Pick out every line in the data below that contains the string "pink", and copy each one. Matching is case-sensitive.

[Coordinate annotation entries]
= = = = = = =
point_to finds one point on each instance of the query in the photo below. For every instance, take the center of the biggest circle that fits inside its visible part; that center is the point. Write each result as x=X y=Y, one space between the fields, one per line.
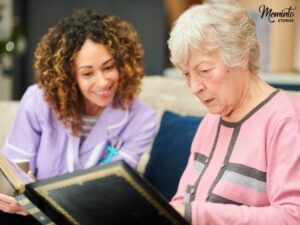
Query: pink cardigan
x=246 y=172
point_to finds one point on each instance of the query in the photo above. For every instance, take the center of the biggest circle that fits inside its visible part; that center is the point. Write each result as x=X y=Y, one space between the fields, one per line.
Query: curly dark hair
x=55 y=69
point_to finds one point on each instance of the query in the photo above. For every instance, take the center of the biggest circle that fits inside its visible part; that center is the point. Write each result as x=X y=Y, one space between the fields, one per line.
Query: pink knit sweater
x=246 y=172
= = = = = = =
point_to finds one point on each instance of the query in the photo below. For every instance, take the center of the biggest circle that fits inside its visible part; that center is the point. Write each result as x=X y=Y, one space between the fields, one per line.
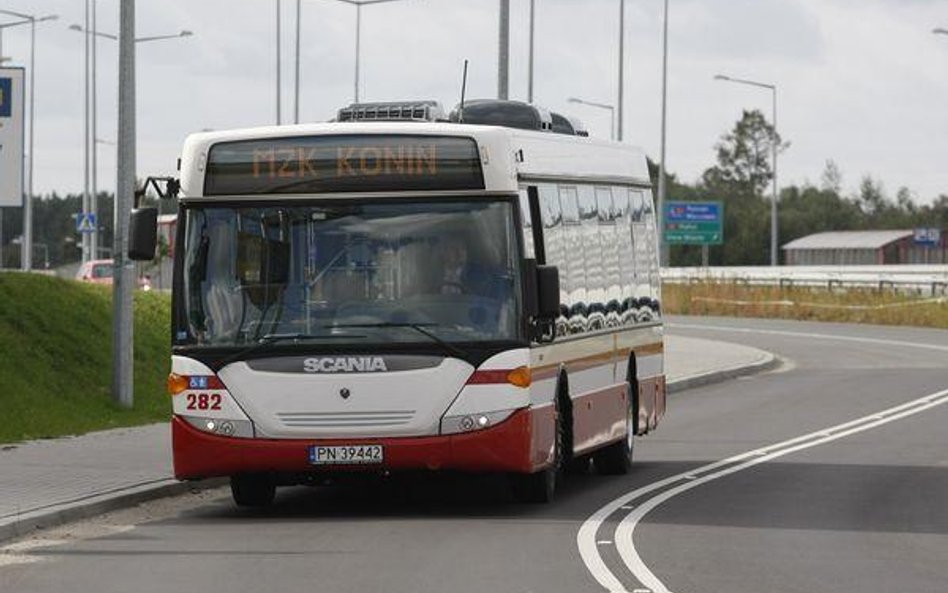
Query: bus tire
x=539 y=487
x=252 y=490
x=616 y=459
= = = = = = =
§ RESULT
Query: pink cardigan
Query: pink knit sweater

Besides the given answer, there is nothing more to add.